▸ **What is required**
Copy the listing verbatim from its start through the line containing "point(156, 50)", both ends included. Omit the pictures.

Stored data:
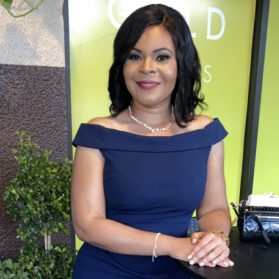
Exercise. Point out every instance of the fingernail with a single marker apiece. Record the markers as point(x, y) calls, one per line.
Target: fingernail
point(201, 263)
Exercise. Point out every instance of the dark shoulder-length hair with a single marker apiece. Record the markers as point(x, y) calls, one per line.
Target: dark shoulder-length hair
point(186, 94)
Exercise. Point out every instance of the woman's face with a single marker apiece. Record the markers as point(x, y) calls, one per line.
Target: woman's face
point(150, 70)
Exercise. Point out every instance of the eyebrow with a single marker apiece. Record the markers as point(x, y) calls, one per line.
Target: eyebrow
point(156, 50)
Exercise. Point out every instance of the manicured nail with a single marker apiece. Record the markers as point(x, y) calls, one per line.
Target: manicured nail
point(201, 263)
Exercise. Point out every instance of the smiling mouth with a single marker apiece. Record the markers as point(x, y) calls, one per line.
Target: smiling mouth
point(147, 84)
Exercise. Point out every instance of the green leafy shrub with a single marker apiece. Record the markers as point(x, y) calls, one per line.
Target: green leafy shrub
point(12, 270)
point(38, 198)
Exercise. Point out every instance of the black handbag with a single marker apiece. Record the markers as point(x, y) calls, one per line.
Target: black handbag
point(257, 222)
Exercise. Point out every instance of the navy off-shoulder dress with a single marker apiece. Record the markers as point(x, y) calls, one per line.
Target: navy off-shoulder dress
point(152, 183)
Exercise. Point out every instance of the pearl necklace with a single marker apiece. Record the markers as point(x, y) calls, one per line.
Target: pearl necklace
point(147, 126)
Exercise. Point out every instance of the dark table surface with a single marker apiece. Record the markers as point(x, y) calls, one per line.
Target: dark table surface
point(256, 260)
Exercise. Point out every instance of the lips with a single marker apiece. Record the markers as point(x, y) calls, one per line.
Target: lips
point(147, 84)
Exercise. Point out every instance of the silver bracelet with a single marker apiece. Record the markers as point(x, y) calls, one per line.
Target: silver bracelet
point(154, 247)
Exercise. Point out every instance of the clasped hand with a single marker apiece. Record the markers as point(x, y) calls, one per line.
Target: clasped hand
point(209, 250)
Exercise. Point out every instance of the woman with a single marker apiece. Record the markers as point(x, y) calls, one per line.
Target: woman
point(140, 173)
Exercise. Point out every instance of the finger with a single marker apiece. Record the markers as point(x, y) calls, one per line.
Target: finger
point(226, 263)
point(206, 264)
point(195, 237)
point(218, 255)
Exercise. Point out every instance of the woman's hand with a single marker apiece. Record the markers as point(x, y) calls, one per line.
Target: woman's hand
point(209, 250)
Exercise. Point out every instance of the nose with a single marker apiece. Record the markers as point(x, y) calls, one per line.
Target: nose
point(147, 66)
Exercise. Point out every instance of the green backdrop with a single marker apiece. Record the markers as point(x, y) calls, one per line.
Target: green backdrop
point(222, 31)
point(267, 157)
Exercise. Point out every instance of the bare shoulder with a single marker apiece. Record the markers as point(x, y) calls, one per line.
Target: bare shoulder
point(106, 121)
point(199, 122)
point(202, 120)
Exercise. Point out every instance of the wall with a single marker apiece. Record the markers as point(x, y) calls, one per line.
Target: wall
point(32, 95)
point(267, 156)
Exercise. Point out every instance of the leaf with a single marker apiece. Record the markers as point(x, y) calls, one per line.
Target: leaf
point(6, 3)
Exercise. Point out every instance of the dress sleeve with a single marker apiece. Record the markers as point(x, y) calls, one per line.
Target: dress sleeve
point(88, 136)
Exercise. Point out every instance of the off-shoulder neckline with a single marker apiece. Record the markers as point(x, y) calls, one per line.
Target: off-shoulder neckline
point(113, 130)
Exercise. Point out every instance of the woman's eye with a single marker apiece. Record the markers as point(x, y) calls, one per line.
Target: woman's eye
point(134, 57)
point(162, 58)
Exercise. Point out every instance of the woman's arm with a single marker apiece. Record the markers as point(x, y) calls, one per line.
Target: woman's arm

▸ **Solution for this problem**
Exercise. Point out every instance of the fingernail with a single marker apiece. Record the markers as point(x, y) calls, one per line.
Target: fingernail
point(201, 263)
Exercise. Point out every instance of the dark shoulder-length hair with a single marker apiece. Record the markers as point(x, y) calls, one per line.
Target: dark shoulder-length hair
point(186, 94)
Exercise. Point out every instance of the woman's face with a single marker apiece. Record the markers as point(x, y) calls, one per line.
Target: woman's face
point(150, 70)
Exercise. Point out every instance of the eyebrow with a single marker apiece. Record the markers as point(x, y) calls, one per line.
Target: eyebrow
point(156, 50)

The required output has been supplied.